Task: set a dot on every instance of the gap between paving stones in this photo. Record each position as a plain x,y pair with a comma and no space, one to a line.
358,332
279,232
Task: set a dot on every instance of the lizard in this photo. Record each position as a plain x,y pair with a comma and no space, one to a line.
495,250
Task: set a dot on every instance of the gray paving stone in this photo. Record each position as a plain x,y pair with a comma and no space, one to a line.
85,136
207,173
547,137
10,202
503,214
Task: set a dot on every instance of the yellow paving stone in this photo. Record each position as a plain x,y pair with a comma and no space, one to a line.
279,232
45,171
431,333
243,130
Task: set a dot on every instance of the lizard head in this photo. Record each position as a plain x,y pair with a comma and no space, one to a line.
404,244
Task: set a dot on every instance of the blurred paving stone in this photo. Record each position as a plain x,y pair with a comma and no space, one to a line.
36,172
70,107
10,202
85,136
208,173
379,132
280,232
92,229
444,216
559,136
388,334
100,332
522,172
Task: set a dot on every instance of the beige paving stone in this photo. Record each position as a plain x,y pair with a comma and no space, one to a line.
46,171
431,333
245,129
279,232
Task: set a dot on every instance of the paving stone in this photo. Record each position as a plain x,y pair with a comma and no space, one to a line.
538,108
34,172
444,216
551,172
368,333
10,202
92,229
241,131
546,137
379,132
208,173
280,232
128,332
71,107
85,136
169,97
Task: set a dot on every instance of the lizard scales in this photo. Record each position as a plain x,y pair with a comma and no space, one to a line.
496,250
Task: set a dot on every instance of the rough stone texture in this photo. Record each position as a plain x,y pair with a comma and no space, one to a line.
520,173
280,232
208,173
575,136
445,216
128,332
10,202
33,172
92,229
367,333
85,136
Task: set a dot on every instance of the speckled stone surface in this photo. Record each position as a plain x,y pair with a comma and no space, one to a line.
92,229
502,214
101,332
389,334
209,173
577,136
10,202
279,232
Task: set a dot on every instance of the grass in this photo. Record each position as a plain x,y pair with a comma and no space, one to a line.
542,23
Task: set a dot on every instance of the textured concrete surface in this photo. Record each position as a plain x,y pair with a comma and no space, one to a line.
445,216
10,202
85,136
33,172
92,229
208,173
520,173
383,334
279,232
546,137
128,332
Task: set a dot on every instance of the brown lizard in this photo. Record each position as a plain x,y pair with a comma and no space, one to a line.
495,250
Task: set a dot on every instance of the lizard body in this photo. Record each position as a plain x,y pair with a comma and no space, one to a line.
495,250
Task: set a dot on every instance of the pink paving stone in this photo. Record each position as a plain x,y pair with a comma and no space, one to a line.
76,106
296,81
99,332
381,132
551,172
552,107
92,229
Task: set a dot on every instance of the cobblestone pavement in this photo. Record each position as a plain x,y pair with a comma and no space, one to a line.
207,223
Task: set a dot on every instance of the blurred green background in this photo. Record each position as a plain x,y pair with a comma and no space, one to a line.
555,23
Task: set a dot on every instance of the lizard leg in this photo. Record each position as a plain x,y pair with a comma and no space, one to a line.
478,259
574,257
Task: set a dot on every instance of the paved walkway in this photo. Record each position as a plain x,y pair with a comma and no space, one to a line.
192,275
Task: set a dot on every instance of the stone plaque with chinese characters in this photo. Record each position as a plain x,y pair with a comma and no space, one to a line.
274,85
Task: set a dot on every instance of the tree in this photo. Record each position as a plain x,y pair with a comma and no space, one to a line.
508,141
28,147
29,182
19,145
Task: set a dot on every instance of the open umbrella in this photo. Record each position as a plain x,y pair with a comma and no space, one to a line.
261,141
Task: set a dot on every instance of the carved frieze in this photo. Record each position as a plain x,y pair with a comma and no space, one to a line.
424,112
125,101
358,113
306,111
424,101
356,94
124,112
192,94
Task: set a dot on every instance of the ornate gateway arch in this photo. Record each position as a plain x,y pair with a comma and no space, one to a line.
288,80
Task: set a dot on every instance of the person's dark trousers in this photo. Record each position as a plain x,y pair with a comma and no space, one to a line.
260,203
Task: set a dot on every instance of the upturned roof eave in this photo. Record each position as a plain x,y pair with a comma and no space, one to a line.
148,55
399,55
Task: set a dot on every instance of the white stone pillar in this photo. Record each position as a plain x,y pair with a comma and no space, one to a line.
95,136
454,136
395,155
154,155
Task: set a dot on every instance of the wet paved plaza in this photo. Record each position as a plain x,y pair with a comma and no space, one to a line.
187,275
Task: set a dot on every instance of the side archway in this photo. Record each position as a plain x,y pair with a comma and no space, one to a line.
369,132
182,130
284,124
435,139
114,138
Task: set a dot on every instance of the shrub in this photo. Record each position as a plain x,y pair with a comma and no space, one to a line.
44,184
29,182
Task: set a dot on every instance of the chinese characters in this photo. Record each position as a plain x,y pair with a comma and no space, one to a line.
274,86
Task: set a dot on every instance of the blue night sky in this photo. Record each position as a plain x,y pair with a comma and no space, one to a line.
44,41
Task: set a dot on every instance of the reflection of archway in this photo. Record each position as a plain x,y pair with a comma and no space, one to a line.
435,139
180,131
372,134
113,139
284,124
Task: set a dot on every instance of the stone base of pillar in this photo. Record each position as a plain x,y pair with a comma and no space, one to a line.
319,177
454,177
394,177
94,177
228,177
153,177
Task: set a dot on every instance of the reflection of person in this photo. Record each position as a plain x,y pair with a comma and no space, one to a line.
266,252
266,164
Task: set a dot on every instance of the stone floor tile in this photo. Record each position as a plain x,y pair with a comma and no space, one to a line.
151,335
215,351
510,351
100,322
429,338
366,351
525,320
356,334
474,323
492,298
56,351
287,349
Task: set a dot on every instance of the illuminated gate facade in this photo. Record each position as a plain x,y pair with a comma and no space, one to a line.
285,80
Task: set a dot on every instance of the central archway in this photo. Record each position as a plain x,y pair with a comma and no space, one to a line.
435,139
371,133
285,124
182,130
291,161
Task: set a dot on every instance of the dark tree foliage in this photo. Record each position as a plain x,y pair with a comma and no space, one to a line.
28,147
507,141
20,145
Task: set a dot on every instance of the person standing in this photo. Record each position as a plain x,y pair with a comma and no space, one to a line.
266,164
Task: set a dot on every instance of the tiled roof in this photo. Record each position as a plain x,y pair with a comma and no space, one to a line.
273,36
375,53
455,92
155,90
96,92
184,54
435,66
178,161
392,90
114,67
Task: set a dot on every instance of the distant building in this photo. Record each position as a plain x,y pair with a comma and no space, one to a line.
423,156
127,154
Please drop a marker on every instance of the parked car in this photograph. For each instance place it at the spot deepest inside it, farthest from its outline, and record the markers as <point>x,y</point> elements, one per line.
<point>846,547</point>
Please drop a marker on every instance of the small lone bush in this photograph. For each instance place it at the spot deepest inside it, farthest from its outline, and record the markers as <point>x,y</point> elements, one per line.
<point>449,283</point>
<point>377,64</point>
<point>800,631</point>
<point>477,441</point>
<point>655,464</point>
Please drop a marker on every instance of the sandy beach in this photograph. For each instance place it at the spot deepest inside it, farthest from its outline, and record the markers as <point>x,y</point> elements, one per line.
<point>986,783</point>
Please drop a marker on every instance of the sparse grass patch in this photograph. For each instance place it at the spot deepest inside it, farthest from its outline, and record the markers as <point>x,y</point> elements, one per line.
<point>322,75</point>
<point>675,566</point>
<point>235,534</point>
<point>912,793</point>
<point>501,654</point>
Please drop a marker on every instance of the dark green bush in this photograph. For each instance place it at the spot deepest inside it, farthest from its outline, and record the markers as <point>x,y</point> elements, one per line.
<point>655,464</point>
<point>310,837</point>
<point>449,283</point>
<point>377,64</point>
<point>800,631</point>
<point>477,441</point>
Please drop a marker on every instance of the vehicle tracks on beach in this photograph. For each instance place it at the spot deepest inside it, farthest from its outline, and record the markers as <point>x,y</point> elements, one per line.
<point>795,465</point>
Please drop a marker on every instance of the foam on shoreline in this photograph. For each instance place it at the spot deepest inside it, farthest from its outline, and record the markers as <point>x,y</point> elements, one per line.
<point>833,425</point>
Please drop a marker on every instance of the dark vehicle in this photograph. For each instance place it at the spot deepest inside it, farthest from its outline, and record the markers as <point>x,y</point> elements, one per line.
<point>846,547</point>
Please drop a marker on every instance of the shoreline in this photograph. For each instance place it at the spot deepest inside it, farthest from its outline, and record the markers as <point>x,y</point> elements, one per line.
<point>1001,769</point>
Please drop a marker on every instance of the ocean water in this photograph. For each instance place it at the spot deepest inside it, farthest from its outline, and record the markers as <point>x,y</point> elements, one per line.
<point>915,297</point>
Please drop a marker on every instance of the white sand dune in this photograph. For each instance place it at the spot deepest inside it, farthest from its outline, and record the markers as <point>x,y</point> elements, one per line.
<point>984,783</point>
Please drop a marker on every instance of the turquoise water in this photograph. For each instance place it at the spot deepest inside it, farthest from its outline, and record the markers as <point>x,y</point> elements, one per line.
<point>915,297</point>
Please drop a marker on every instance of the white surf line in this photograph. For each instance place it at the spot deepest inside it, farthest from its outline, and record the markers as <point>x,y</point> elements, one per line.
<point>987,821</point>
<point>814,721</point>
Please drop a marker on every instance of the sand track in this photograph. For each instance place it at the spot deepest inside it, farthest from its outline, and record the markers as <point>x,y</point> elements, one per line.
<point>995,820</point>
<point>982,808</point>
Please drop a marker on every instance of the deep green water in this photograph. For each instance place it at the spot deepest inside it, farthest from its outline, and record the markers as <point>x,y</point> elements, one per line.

- Aim of the task: Render the lines of the material between the line containing "Please drop a marker on every instance of the dark vehicle" and the line containing "<point>1001,769</point>", inclusive, as a JSON list of strings with one string per line and blank lines omitted.

- Problem solution:
[
  "Please drop a marker on every instance of the dark vehicle in this photograph. For each instance place it at the spot deepest inside it, farthest from its outline, and record the markers as <point>x,y</point> elements, one per line.",
  "<point>846,547</point>",
  "Please drop a marker on every instance of the shoreline in this photograph. For each instance place it at the spot deepest inside it, farthest from its outline, and record the markers as <point>x,y</point> elements, one per line.",
  "<point>1001,769</point>"
]